[小問 1]
下に示す項目の先頭から「x=138 y=223」を含む行までを、その両端の行も含めて一字も変えずに書き写すこと。

[引用文]
......

論語:原文・書き下し
原文(唐開成石経)
子曰以不敎民戰是謂弃之
- 「民」字:「叚」字のへんで記す。唐太宗李世民の避諱。
校訂
武内本
唐石経弃、敦煌鄭往本。
東洋文庫蔵清家本
子曰以不教民戰是謂棄之
後漢熹平石経
(なし)
定州竹簡論語
子曰:「以不教民戰,是謂[棄]之。」362
標点文
子曰、「以不敎民戰、是謂棄之。」
復元白文(論語時代での表記)
※「戰」→「嘼」。
書き下し
子曰く、敎へざる民を以て戰ふ、是れを之棄つると謂ふ。
論語:現代日本語訳
逐語訳
先生が言った。「教えていない民を使って戦う、これをまさに捨てるという。」
意訳
しつけの済んでいない民を駆り出して戦っても、逃げ散っていなくなるだけだ。なのに戦場へ引っ張る連中は、とんでもない人殺しだ。
従来訳
先師がいわれた。――
「教化訓練の行き届かない人民を率いて戦にのぞむのは、民を棄てるのと同じである。」下村湖人『現代訳論語』
現代中国での解釈例
孔子說:「不訓練就讓百姓去打仗,就是讓他們去送命。」
孔子が言った。「訓練しないのに人民に武器を持たせて戦場に送る、これをまさに、彼らの命をあの世に送るという。」
論語:語釈
子曰(シエツ)(し、いわく)
論語の本章では”孔子先生が言った”。「子」は貴族や知識人に対する敬称で、論語では多くの場合孔子を指す。この二文字を、「し、のたまわく」と読み下す例がある。「言う」→「のたまう」の敬語化だが、漢語の「曰」に敬語の要素は無い。古来、論語業者が世間からお金をむしるためのハッタリで、現在の論語読者が従うべき理由はないだろう。
「子」(甲骨文)
「子」は貴族や知識人に対する敬称。初出は甲骨文。字形は赤ん坊の象形で、古くは殷王族を意味した。春秋時代では、貴族や知識人への敬称に用いた。孔子のように学派の開祖や、大貴族は、「○子」と呼び、学派の弟子や、一般貴族は、「子○」と呼んだ。詳細は論語語釈「子」を参照。
(甲骨文)
「曰」は論語で最も多用される、”言う”を意味する言葉。初出は甲骨文。原義は「𠙵」=「口」から声が出て来るさま。詳細は論語語釈「曰」を参照。
以(イ)
「以」(甲骨文)
論語の本章では”用いる”→”~で”。初出は甲骨文。人が手に道具を持った象形。原義は”手に持つ”。論語の時代までに、名詞(人名)、動詞”用いる”、接続詞”そして”の語義があったが、前置詞”~で”に用いる例は確認できない。ただしほとんどの前置詞の例は、”用いる”と動詞に解せば春秋時代の不在を回避できる。詳細は論語語釈「以」を参照。
不(フウ)
(甲骨文)
漢文で最も多用される否定辞。「フ」は呉音、「ブ」は慣用音。初出は甲骨文。原義は花のがく。否定辞に用いるのは音を借りた派生義。詳細は論語語釈「不」を参照。現代中国語では主に「没」(méi)が使われる。

......

[提示項目]
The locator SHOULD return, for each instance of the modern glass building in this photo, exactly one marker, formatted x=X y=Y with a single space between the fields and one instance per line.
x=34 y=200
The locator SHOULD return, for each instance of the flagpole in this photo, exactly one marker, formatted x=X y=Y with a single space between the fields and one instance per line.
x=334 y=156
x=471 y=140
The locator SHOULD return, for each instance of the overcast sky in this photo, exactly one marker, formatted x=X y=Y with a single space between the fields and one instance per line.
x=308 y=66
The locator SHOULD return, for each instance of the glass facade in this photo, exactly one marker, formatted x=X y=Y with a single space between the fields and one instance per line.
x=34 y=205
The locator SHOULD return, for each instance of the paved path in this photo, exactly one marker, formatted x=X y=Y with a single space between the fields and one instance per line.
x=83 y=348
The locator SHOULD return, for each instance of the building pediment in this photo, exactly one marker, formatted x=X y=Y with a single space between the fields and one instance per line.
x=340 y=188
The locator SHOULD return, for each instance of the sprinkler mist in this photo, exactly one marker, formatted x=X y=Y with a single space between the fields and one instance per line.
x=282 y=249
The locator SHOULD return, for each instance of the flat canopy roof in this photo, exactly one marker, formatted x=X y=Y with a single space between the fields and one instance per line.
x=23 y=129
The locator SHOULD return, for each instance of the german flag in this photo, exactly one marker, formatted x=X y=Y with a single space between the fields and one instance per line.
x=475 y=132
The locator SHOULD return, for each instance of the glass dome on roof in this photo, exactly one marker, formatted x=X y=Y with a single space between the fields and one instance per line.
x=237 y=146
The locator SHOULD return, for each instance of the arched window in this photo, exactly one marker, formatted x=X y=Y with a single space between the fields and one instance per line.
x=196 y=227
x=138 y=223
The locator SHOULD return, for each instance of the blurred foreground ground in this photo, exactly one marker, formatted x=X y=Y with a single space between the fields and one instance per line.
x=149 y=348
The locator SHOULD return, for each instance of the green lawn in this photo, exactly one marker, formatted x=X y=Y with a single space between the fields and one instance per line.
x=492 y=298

......

[小問 2]
引用文について次の問いに答えよ。
(a) 唐開成石経で「民」字を「叚」字のへんで記しているのは、何のためとされているか。
(b) 定州竹簡論語の本文の後に付された数字は何か。
(c) 「不」の原義は何とされているか。

[解答 1]
The locator SHOULD return, for each instance of the modern glass building in this photo, exactly one marker, formatted x=X y=Y with a single space between the fields and one instance per line.
x=34 y=200
The locator SHOULD return, for each instance of the flagpole in this photo, exactly one marker, formatted x=X y=Y with a single space between the fields and one instance per line.
x=334 y=156
x=471 y=140
The locator SHOULD return, for each instance of the overcast sky in this photo, exactly one marker, formatted x=X y=Y with a single space between the fields and one instance per line.
x=308 y=66
The locator SHOULD return, for each instance of the glass facade in this photo, exactly one marker, formatted x=X y=Y with a single space between the fields and one instance per line.
x=34 y=205
The locator SHOULD return, for each instance of the paved path in this photo, exactly one marker, formatted x=X y=Y with a single space between the fields and one instance per line.
x=83 y=348
The locator SHOULD return, for each instance of the building pediment in this photo, exactly one marker, formatted x=X y=Y with a single space between the fields and one instance per line.
x=340 y=188
The locator SHOULD return, for each instance of the sprinkler mist in this photo, exactly one marker, formatted x=X y=Y with a single space between the fields and one instance per line.
x=282 y=249
The locator SHOULD return, for each instance of the flat canopy roof in this photo, exactly one marker, formatted x=X y=Y with a single space between the fields and one instance per line.
x=23 y=129
The locator SHOULD return, for each instance of the german flag in this photo, exactly one marker, formatted x=X y=Y with a single space between the fields and one instance per line.
x=475 y=132
The locator SHOULD return, for each instance of the glass dome on roof in this photo, exactly one marker, formatted x=X y=Y with a single space between the fields and one instance per line.
x=237 y=146
The locator SHOULD return, for each instance of the arched window in this photo, exactly one marker, formatted x=X y=Y with a single space between the fields and one instance per line.
x=196 y=227
x=138 y=223

[解答 2]
(a) 唐太宗李世民の避諱のため。
(b) 362
(c) 花のがく。